= Request 1 =
According to the passage about identity politics, which event is taking place this coming weekend?
= Request 2 =
Say whether each statement agrees with the passage about identity politics, answering yes or no and quoting the deciding words: (a) The conversation was on YouTube. (b) The two men concluded that strong identification as gay, bi, trans, black or disabled is helpful. (c) Leicester Pride is next month.

= Passage given =
Image credit: Photo by Mercedes Mehling on Unsplash

I recently saw a conversation on YouTube between Russell Brand and Jordan Peterson. Two very famous, wealthy, straight, white cis-gender (ie not transgender) men who were talking about “identity politics”.  They discussed whether it’s helpful or not for people to identify themselves so strongly as things like gay, bi, trans, black or disabled, concluding of course that it is not. They focussed particularly on the triviality of “who you might want to have sex with in a given moment” and the absurdity of making that the defining feature of one’s self. Ahead of Leicester Pride this coming weekend, let’s consider this.

= Stored data =
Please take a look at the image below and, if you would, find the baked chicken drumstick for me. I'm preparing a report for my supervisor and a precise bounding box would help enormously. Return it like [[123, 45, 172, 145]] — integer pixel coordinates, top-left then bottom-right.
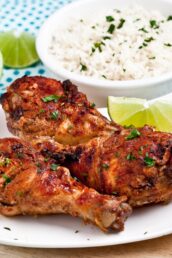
[[1, 76, 119, 145], [0, 138, 131, 231], [1, 77, 172, 206], [38, 126, 172, 206]]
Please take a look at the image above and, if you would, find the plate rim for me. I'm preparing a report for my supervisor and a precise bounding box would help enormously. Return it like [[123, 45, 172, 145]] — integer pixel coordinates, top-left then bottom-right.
[[0, 105, 172, 249]]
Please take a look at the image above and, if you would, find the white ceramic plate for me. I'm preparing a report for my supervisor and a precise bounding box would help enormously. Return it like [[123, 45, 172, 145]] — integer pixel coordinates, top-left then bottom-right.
[[0, 107, 172, 248]]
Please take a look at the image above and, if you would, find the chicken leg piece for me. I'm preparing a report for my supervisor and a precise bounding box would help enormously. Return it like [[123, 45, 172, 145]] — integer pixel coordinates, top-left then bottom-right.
[[35, 126, 172, 206], [0, 138, 131, 231], [1, 76, 119, 145], [1, 77, 172, 206]]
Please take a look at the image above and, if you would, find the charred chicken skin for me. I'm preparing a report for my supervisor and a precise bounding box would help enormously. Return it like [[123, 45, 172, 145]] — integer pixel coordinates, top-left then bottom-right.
[[35, 126, 172, 206], [0, 138, 131, 231], [1, 77, 172, 206], [1, 76, 119, 145]]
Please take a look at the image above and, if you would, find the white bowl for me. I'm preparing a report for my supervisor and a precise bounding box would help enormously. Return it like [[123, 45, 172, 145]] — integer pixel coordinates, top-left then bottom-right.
[[36, 0, 172, 106]]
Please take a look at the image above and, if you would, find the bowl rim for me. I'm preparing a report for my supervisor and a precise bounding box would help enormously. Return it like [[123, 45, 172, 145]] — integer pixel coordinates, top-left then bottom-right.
[[36, 0, 172, 89]]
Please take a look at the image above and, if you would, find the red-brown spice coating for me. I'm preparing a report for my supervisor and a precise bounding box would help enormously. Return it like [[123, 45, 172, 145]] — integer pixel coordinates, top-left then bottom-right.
[[0, 138, 131, 231], [1, 76, 119, 145]]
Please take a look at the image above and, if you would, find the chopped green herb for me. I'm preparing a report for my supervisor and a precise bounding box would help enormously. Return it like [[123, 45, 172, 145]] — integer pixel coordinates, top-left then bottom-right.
[[138, 146, 144, 155], [50, 163, 60, 171], [144, 153, 155, 167], [2, 174, 11, 186], [0, 158, 11, 167], [90, 102, 96, 108], [94, 41, 105, 52], [39, 109, 45, 114], [139, 28, 148, 33], [126, 153, 136, 160], [144, 37, 155, 42], [80, 63, 88, 72], [16, 152, 24, 159], [51, 110, 59, 120], [107, 24, 115, 34], [114, 151, 120, 158], [102, 163, 109, 169], [126, 129, 140, 140], [42, 95, 62, 103], [91, 47, 96, 54], [67, 125, 73, 131], [167, 15, 172, 21], [112, 192, 119, 196], [139, 42, 148, 49], [124, 125, 135, 129], [16, 191, 23, 196], [149, 20, 159, 29], [117, 18, 125, 29], [36, 162, 42, 173], [106, 16, 115, 22], [103, 36, 111, 40], [164, 43, 172, 47]]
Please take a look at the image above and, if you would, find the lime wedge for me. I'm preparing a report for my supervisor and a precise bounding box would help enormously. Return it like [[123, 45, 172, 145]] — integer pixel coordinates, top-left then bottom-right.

= Correct result 1 =
Leicester Pride

= Correct result 2 =
(a) Yes: "I recently saw a conversation on YouTube between Russell Brand and Jordan Peterson."
(b) No: "concluding of course that it is not."
(c) No: "Ahead of Leicester Pride this coming weekend"